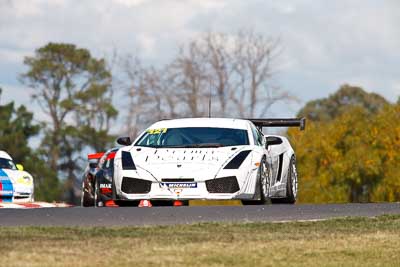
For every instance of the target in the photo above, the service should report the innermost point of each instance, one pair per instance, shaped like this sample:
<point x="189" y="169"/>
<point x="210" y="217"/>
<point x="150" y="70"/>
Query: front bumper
<point x="160" y="192"/>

The problem ▸
The records above should be copied word for word, with the pictures left out.

Solution to the problem ▸
For every instance of the target in the photo above, the service should report the innermost point of each instance, one pair per instance, shaped like this sample:
<point x="189" y="169"/>
<point x="210" y="217"/>
<point x="150" y="70"/>
Query: front bumper
<point x="160" y="192"/>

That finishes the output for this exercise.